__AUSZUG ZUM LESEN__.
┌────────

Was wäre das Leben ohne Verdis La Traviata?
Im Herbst 2025 heißt die Violetta an der Lindenoper Marina Rebeka. Die Lettin sang an der Staatsoper schon Troubadour-Leonora und Aida. Beide Male gefiel Rebeka mit großer, gut kontrollierter Stimme und stetigem, vollem Klang. Das ist heute Abend auch alles da. Aber ihre Traviata überrascht vor allem durch ein Singen von großem Ernst. Immer dabei ist ein Hauch (baltischer) Kühle. Sie singt eine Traviata mit Stil. Den Klang reichert Rebeka gerne mit einer Prise Aida-Majestät an (die lyrisch-dramatischen Expansionen im 2.-Akt-Finale, Prendi: quest’è l’immagine im 3.). Das ist aufregend. Das Erstaunliche ist, dass sie eines nicht hat: Sentimentalität. Der Ausruf im 3. Akt, È tardi, es ist zu spät, bleibt komplett ohne Selbstmitleid. Rebeka vermeidet sorgfältig Schluchzer. Auch das ist aufregend. La Traviata als Tragödin.
Sicher gibt es auch bei Rebeka Kritik. In der ersten Cabaletta im ersten Akt sind die Spitzen zu metallisch-laut. Und eine geschliffen klare Diktion ist nicht ihr Ding. Aber die Verzierungen in der Arie werden sorgfältig gesungen, eher instrumental, nicht als funkelnde Perlenkette.
Gut auch der Alfredo von Stefan Pop. Der mischt nämlich Heißsporn und Schüchternheit, hat Herz und Präsenz, bringt Charme und Bewegung auf die Bühne. Pop ist ein bisschen Nemorino (Liebestrank), ein bisschen Don Carlo. Keine ganz große Stimme, aber eine, die bei jedem Ton Brust- und Kopfstimme auf attraktive Weise neu mischt. Doch geht die tolle Lebendigkeit des Vortrags auch auf Kosten der Linie. Als Germont beweist Alexej Markow stählerne Klasse, freilich ohne die emotionale Zugewandheit von Daza, die Noblesse von Petean oder das Drängen von Enkhbat. Was Markow aber durch ein straffes, schnörkelloses Legato plus gediegene Autorität wettmacht.

└────────

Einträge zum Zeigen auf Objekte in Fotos
┌────────

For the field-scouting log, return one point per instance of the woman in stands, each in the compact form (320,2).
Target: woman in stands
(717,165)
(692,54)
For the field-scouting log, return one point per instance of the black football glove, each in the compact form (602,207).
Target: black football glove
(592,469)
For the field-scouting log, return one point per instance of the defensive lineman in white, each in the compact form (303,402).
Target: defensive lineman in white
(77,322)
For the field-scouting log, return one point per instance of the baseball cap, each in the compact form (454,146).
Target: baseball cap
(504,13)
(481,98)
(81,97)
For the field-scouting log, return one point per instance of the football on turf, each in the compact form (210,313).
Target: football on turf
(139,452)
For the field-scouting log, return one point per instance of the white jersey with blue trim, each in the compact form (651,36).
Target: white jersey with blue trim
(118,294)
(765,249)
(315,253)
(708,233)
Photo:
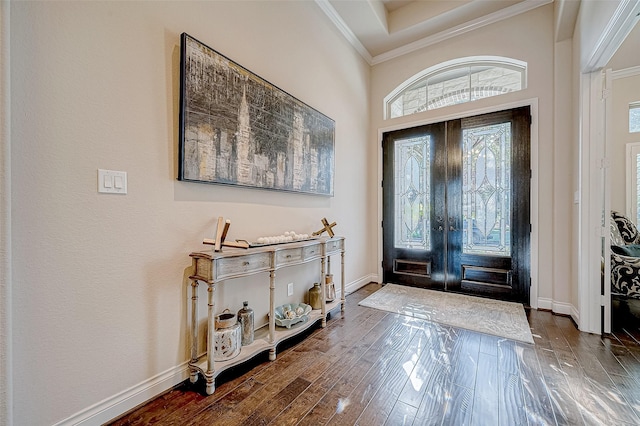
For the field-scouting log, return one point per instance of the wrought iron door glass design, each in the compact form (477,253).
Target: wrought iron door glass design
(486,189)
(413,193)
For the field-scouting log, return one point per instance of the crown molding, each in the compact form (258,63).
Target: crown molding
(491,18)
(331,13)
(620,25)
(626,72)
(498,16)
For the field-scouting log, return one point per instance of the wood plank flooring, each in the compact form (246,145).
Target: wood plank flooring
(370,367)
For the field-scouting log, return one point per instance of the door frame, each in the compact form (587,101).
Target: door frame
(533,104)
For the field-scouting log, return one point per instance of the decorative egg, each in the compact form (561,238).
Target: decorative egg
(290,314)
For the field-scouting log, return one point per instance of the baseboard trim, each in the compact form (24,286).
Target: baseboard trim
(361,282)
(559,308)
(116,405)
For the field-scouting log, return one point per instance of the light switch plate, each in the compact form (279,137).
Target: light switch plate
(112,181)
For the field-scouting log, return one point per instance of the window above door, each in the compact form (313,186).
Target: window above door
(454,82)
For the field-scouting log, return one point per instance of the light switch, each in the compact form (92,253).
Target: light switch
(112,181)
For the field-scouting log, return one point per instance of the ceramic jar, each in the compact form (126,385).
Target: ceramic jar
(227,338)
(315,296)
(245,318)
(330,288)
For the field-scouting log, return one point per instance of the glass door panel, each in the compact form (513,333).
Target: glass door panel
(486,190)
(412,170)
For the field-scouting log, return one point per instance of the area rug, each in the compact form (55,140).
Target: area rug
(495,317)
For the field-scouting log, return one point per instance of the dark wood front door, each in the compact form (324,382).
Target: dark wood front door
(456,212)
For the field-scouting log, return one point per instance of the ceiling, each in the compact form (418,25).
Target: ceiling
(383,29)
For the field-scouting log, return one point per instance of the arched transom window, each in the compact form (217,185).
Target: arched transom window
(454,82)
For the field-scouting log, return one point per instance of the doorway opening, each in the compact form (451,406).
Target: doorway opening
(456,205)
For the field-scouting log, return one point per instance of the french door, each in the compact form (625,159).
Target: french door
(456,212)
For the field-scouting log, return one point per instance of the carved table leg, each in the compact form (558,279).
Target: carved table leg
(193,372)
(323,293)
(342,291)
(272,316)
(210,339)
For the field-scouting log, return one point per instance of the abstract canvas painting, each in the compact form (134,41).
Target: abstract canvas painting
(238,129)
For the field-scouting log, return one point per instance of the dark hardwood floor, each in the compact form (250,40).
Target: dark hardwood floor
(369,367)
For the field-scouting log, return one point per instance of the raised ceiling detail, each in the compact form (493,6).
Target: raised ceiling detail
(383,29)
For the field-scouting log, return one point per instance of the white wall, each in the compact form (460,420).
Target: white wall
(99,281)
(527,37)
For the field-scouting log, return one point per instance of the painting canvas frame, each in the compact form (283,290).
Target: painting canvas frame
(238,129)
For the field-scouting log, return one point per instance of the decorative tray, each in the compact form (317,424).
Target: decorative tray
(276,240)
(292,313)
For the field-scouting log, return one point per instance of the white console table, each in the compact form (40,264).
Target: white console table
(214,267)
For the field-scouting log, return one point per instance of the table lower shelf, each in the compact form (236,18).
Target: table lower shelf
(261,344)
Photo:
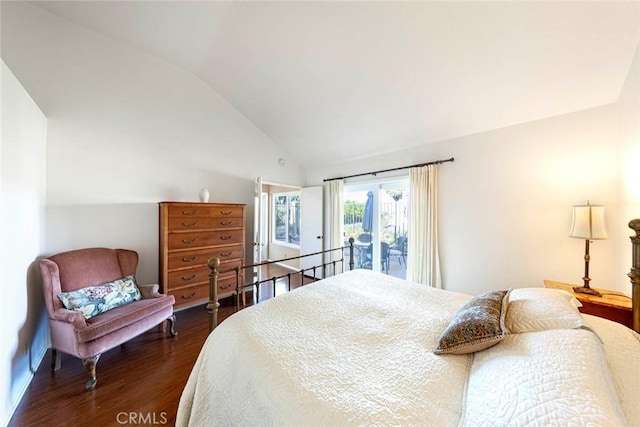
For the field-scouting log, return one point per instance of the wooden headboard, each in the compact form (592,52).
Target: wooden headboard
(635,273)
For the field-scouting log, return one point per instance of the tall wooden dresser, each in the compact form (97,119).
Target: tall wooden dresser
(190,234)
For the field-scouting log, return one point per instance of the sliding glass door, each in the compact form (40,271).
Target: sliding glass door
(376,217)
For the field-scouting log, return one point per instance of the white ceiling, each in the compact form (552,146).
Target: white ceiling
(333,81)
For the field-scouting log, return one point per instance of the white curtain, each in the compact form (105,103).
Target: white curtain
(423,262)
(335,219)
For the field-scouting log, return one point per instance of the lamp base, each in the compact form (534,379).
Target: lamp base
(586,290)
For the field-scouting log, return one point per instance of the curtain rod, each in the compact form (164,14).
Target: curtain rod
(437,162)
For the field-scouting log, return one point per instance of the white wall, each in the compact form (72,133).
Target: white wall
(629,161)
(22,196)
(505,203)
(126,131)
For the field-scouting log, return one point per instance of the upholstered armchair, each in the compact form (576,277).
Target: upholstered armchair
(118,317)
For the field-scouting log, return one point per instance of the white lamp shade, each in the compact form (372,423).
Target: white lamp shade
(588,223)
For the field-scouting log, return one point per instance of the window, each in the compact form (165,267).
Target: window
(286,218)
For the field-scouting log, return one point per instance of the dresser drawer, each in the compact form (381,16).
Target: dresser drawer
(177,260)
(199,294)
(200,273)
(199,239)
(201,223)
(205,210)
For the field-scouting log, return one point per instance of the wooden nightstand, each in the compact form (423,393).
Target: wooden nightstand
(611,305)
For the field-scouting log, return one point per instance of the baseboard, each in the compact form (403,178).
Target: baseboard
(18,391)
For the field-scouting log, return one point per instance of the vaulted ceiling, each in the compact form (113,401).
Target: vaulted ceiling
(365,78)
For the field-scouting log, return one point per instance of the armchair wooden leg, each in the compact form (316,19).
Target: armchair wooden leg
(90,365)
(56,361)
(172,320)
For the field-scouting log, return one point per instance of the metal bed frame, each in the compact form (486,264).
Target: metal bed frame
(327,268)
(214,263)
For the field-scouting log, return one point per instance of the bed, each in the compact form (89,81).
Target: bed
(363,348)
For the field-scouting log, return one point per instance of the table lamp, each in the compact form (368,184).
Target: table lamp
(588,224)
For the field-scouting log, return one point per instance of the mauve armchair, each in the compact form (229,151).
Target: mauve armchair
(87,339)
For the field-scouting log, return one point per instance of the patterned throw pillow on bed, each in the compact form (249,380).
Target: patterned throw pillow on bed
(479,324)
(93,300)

└────────
┌────────

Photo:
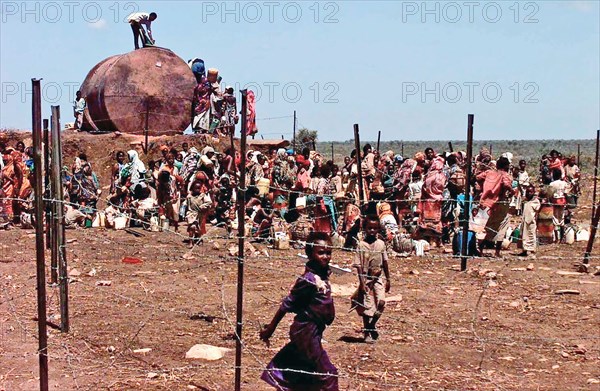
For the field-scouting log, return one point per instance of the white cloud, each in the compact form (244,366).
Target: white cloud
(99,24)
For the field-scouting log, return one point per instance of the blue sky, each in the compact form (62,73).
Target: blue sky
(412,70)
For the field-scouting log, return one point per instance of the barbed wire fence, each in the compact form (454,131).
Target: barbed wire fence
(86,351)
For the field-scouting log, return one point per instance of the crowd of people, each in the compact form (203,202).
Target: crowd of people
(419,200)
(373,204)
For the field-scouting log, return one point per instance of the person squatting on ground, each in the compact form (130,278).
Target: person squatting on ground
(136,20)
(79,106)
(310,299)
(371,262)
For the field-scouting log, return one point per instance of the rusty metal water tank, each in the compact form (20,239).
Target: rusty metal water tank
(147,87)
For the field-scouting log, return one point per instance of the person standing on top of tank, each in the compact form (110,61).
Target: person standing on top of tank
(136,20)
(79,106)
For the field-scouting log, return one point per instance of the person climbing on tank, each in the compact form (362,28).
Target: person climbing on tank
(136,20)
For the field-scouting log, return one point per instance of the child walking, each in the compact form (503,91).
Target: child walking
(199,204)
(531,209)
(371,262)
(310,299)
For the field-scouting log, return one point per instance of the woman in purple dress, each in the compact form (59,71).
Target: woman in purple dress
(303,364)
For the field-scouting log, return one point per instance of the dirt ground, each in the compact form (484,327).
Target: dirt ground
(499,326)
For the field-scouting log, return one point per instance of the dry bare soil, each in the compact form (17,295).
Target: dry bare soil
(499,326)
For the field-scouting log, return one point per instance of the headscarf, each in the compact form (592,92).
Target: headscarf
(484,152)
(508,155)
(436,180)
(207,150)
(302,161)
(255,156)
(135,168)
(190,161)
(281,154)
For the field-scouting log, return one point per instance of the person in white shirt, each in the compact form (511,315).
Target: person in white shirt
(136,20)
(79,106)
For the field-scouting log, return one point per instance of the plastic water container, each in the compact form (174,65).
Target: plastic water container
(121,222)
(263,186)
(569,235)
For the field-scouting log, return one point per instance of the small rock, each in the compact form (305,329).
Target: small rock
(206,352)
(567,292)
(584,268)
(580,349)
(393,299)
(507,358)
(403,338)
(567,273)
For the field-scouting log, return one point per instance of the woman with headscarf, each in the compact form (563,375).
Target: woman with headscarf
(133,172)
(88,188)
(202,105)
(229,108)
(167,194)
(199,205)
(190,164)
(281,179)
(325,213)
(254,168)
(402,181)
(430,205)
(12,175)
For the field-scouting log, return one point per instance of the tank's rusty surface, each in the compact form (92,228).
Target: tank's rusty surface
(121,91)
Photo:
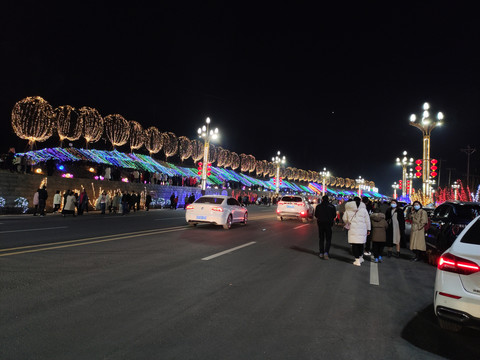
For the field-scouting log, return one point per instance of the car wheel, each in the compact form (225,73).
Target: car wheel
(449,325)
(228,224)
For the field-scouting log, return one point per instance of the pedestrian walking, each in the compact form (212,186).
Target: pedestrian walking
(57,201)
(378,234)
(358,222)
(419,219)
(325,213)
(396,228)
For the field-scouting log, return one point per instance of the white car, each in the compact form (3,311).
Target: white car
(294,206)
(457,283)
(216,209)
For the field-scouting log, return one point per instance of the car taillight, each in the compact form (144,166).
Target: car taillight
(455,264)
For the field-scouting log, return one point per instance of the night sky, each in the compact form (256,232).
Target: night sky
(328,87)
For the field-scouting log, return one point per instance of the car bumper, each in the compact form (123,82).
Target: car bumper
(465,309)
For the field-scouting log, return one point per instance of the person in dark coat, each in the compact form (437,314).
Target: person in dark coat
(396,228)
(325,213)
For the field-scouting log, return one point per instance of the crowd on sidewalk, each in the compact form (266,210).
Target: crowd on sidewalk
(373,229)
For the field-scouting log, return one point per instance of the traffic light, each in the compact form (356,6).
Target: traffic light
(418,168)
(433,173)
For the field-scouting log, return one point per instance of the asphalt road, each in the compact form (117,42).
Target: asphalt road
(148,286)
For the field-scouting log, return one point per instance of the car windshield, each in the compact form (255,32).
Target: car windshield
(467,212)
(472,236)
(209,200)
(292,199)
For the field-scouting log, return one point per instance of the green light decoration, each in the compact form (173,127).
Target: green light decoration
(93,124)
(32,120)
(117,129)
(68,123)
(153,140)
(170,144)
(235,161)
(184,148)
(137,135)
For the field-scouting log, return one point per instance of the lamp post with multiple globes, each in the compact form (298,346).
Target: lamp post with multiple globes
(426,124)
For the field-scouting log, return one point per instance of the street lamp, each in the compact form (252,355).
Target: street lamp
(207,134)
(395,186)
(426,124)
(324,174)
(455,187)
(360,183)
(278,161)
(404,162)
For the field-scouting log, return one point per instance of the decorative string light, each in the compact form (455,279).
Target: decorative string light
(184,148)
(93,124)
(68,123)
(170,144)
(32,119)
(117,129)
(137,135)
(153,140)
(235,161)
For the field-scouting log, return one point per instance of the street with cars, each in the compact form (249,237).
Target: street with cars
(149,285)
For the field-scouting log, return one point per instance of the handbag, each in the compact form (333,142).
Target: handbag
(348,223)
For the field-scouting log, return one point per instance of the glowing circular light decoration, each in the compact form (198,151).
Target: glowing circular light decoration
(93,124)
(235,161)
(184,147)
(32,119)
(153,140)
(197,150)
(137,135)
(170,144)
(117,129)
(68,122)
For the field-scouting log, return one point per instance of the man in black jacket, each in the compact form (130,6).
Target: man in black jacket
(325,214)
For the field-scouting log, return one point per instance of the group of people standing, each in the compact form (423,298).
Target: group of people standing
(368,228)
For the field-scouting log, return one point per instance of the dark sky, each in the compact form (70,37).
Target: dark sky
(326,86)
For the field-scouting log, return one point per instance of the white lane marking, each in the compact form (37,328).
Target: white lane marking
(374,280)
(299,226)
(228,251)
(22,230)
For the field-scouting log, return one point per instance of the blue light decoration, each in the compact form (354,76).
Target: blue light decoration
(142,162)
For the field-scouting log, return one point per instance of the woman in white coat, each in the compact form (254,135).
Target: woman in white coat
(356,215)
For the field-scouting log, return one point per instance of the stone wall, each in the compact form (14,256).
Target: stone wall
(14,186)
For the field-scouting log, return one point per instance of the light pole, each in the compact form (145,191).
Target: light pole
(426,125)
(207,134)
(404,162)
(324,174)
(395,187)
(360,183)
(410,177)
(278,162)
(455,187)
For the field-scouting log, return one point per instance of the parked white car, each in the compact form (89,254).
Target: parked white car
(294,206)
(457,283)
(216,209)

└────────

__SCHRIFTLICHE ÜBUNG A__.
Ermitteln Sie alle Zeilen der Einträge, in denen die Zeichenfolge „globes“ vorkommt, und schreiben Sie diese ab. Dabei zählt die Groß- und Kleinschreibung.
__SCHRIFTLICHE ÜBUNG B__.
Schreiben Sie die Opernkritik zu La Traviata im Anschluss an ihren letzten Satz weiter.
Die Opernkritik und die Einträge stammen aus verschiedenen Quellen.

__LÖSUNG DER AUFGABE A__.
For the field-scouting log, return one point per instance of the lamp post with multiple globes, each in the compact form (298,346).
Target: lamp post with multiple globes

__LÖSUNG DER AUFGABE B__.
OK die Flora Bervoix der Sandra Laagus, bestens der Marquis von Arttu Kataja. Beeindruckend energisch wie immer die Annina von Adriane Queiroz. Gut der Gastone von Andrés Moreno García, ebenso der Douphol Irakli Pkhaladze. OK der Grenvil von Friedrich Hamel.
Das Dirigat Karel Mark Chichon ist durchgehend mau. Die Vorspiele zu 1. und 3. Akt: sentimental und korinthenkackerisch. Der Chor ist besser. Toller Schlusswirbel der Pauke.
Leider habe ich die Violetta von Oropesa verpasst, weil nicht in Berlin.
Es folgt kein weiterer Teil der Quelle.